Directions for this task
In the blog post about the Conservative Party of Canada below, who challenged Mr. Turner for the riding nomination?

Excerpt
August 21, 2006

Politics: Win Some, Lose More

Well, you knew this was going to happen, didn't you? A Team Blue (Conservative Party of Canada) member wasn't considered "conservative" enough for one particular group, so they backed a challenge to his seat.

Now, part of the idea behind the Team Blue platform of not guaranteeing MPs the party nomination between elections was so if a group of concerned citizens got riled up enough, then they could be tossed from office without worrying about that annoying "election" thing. I am not, in case you couldn't guess, a big fan of recalls.

So Mr. Turner found himself challenged by the fellow who lost the party nomination last time, D'Arcy Keene. Mr. Keene was backed by a Charles McVety, who has vowed to unseat any Conservative member who supported same-sex marriage. Because, after all, that's what being a Conservative means, right?

Apparently not, as despite the Canadian Family Action Coalition's best efforts, Mr. Keene couldn't come up with enough support to win the leadership of the riding.

My favorite part of McVety's bio:

"He holds several degrees and has authored a book, Victory Guaranteed."


While I'm not a Team Blue fan, nor one of Garth Turner, I've long held that the Right in Canada are generally saner than their couterparts down south. Nice to have that confirmed.

And there was a few recent reminders WHY I'm not a Team Blue fan: Harper avoiding the huge AIDS conference in Toronto by playing "Arctic Cowboy", while whining that trying to stop people from dying was "too political" (gee, I guess he's not like President George after all); and the second was the lack of announcement regarding the exemption of Vancouver's safe injection site (Insite).

Stored rows
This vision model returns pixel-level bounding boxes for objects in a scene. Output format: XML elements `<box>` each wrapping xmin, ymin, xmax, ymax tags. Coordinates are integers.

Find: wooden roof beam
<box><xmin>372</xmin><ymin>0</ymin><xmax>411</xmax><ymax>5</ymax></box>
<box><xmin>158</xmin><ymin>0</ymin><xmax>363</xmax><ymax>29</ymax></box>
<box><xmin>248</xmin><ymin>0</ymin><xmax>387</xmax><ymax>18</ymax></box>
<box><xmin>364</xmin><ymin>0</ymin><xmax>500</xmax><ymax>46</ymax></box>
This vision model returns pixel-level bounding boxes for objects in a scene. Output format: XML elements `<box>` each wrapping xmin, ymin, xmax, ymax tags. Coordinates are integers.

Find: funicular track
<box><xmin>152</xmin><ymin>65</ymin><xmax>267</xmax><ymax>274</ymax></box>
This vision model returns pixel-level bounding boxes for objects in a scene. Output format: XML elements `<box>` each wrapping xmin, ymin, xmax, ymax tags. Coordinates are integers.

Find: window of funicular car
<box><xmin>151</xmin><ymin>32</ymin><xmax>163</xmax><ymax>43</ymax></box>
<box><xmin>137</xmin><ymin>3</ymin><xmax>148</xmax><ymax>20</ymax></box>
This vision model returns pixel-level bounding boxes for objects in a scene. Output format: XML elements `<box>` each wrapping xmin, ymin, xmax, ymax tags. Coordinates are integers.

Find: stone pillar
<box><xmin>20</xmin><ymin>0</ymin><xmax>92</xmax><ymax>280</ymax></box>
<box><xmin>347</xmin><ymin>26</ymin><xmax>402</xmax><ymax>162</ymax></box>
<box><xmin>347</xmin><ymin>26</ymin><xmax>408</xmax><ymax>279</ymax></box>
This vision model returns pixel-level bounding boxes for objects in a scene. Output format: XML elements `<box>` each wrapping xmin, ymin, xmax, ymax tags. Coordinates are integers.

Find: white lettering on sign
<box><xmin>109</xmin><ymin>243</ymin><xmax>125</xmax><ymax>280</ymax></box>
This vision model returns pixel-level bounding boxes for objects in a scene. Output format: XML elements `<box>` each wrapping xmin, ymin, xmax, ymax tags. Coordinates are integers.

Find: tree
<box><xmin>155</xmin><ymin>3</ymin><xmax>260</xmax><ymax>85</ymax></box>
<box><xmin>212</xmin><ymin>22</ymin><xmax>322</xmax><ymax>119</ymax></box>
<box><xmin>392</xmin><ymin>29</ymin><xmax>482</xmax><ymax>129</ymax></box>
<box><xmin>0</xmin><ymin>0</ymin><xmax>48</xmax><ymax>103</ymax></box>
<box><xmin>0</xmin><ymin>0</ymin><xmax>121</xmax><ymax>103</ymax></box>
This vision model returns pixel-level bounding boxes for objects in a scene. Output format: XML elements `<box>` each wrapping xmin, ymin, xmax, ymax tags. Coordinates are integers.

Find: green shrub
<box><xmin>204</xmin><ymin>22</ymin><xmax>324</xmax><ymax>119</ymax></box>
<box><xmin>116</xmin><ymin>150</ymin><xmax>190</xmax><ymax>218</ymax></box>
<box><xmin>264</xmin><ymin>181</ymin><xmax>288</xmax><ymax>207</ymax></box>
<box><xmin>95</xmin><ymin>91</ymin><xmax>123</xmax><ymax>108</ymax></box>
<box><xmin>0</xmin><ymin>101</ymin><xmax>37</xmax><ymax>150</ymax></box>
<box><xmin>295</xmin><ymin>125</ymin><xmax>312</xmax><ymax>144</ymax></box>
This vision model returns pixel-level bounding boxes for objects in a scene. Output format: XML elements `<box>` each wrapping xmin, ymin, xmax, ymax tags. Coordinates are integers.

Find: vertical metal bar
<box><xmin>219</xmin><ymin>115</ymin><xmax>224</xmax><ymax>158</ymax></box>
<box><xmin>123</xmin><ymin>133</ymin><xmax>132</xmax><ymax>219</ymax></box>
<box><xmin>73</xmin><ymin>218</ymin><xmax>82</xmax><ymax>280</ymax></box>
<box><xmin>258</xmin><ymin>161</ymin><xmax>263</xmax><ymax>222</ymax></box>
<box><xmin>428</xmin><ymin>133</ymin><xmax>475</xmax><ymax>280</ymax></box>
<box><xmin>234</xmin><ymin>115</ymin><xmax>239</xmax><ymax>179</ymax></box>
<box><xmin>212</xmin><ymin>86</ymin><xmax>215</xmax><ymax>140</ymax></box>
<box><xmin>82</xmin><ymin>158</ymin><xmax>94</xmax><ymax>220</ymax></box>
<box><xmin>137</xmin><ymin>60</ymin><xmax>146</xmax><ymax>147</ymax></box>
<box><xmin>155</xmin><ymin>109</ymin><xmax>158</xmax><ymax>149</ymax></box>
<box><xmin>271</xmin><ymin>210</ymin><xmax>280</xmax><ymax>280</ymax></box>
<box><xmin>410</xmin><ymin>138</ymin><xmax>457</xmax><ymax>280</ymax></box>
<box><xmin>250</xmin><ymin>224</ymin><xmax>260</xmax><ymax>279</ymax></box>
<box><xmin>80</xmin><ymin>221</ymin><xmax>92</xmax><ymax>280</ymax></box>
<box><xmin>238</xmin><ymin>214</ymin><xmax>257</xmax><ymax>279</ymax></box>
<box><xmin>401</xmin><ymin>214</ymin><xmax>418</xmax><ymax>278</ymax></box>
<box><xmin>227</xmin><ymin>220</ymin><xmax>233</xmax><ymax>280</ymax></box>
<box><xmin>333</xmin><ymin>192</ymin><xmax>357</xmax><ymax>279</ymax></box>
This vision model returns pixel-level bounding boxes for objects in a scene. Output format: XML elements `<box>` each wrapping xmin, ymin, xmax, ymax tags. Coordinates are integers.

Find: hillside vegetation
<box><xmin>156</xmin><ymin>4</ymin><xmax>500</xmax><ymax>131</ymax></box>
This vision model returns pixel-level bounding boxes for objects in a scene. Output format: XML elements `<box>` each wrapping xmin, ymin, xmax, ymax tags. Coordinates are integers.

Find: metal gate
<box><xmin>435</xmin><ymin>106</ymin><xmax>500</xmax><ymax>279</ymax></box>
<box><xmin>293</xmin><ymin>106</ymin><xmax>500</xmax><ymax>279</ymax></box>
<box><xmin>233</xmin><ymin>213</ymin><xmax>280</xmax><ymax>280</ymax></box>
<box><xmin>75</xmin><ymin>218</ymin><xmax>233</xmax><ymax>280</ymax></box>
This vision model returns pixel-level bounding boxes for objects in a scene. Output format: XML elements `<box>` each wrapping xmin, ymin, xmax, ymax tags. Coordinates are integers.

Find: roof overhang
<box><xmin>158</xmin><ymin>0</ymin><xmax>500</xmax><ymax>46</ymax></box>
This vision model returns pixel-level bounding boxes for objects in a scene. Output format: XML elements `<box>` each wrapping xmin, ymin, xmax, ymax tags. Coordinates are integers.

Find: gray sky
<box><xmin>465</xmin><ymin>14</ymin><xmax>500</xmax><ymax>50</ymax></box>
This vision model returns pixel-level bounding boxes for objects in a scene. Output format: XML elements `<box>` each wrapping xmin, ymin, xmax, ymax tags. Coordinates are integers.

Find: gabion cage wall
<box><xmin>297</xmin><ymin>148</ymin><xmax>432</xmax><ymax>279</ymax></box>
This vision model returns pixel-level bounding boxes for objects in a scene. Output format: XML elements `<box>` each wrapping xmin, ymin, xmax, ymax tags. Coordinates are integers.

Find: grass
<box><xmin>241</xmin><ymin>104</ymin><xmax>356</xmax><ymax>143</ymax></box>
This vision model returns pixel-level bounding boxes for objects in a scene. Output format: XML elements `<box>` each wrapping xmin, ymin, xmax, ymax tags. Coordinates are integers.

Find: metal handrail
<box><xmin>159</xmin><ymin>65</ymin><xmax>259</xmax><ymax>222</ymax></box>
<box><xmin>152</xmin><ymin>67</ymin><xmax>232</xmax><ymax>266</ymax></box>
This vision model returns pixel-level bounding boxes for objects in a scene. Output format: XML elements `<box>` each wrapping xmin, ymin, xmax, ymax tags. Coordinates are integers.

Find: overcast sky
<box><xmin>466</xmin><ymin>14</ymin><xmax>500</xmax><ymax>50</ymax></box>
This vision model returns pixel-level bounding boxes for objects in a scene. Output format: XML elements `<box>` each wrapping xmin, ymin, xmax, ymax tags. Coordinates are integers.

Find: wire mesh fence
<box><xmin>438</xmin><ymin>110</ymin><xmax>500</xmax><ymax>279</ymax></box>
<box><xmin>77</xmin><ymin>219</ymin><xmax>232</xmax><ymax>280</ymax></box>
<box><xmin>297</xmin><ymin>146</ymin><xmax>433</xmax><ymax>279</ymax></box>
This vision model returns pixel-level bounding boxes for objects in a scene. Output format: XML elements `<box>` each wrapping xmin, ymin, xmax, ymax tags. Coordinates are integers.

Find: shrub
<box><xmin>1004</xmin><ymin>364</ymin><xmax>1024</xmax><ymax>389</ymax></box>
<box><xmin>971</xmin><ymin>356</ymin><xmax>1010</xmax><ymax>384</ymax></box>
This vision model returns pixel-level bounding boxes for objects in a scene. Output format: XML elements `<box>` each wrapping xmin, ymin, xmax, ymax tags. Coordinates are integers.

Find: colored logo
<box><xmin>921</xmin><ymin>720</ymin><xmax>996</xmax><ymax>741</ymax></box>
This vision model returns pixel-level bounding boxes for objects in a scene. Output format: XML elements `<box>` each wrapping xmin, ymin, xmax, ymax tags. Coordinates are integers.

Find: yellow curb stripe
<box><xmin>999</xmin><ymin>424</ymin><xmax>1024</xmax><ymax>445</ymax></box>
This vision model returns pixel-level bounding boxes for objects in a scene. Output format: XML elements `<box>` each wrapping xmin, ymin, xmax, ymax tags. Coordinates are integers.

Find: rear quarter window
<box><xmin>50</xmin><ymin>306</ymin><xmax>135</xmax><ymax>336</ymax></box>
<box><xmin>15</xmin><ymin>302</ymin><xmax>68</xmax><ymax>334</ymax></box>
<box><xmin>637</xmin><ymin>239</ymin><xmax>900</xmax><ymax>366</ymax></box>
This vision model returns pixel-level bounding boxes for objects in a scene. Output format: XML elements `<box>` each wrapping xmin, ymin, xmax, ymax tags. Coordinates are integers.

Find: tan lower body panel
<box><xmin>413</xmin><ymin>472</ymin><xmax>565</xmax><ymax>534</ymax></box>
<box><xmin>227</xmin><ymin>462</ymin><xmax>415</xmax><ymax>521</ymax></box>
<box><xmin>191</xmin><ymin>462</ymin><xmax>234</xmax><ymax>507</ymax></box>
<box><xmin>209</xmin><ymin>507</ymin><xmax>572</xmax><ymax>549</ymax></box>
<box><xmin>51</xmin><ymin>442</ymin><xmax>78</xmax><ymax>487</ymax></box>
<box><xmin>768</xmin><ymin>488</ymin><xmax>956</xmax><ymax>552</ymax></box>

Written answer
D'Arcy Keene, who had lost the party nomination the previous time.